* [REQUIREMENT]
Pull each line holding "table" out of the entries below.

(Stored data entries)
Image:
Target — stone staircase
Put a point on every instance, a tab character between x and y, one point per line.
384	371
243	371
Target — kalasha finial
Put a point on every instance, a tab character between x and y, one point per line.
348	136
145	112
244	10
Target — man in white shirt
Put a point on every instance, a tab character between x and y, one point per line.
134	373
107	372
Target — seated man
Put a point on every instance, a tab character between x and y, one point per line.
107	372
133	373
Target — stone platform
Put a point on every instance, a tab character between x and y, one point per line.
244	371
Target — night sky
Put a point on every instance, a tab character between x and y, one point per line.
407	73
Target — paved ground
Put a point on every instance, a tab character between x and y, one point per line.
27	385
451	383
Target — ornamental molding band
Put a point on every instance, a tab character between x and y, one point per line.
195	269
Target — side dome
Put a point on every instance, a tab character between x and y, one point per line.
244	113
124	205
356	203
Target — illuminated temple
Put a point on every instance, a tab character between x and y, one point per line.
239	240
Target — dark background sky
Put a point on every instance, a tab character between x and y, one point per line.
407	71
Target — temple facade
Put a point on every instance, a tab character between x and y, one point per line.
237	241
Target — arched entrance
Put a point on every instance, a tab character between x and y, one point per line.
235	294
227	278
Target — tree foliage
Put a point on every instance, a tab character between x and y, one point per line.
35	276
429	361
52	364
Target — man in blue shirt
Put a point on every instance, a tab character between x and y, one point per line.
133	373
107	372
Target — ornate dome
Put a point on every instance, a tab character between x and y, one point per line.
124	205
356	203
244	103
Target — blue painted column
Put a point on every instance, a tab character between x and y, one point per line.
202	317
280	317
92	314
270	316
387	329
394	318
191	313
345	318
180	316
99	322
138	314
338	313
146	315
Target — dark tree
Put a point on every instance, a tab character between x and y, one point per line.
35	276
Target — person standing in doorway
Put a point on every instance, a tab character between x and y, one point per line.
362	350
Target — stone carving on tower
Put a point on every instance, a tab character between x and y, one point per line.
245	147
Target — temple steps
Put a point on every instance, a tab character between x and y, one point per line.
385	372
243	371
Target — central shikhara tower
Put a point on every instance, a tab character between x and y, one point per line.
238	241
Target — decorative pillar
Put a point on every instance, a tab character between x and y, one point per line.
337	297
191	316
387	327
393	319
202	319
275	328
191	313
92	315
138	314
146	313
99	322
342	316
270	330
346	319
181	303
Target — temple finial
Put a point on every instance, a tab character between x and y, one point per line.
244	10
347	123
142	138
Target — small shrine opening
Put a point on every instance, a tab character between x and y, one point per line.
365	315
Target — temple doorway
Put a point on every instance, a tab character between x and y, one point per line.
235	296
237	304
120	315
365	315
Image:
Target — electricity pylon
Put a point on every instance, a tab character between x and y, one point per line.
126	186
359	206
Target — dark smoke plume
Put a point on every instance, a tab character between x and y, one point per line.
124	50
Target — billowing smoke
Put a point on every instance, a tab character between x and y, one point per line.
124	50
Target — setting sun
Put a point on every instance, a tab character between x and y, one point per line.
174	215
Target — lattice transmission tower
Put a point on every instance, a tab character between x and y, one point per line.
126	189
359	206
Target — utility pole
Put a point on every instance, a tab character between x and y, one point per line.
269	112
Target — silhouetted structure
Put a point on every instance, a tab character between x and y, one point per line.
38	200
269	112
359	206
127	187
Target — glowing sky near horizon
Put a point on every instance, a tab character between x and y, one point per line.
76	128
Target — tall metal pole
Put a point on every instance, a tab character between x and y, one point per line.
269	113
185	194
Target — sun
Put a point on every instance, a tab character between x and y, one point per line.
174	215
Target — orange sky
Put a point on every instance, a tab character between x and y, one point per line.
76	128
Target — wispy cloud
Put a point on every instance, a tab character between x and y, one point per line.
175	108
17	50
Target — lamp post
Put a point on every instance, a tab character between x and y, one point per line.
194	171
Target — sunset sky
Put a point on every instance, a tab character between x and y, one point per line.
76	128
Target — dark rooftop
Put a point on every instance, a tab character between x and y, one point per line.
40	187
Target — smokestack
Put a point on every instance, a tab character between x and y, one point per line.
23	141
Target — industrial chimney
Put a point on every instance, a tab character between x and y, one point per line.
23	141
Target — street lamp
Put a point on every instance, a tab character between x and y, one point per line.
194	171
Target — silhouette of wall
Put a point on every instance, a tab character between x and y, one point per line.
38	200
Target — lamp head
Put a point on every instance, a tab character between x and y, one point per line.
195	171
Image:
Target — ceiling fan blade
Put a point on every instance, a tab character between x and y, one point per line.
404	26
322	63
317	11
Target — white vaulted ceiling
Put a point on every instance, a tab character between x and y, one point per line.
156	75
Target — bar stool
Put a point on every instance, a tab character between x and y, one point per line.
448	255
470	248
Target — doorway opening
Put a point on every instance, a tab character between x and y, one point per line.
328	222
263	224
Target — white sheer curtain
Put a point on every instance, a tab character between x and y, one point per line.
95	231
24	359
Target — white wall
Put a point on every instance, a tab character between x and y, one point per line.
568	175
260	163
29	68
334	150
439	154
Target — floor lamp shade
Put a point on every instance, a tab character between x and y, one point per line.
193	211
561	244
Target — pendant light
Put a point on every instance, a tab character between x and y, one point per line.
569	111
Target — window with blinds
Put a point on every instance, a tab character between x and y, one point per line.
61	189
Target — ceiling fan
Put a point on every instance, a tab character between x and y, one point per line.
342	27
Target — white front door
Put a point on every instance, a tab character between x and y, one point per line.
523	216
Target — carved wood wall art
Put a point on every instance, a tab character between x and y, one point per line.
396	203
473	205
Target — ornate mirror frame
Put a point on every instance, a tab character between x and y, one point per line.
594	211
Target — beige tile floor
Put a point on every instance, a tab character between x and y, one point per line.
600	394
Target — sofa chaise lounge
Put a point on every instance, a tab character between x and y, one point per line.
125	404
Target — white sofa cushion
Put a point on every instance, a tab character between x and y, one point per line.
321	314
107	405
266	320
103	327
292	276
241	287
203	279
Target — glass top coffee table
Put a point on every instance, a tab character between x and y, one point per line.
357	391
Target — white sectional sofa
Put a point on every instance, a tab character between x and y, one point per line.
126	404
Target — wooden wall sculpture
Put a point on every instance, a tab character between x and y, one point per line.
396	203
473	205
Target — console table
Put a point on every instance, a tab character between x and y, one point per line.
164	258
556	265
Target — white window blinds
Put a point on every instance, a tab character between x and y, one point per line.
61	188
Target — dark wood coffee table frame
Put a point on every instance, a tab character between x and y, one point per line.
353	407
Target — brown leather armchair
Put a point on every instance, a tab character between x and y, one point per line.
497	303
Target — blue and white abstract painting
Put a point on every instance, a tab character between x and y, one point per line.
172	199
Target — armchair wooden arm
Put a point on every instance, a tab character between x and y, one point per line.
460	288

* [SOLUTION TO THE EXERCISE]
Target — glass top coffee table
Target — console table
Target — dark wood coffee table frame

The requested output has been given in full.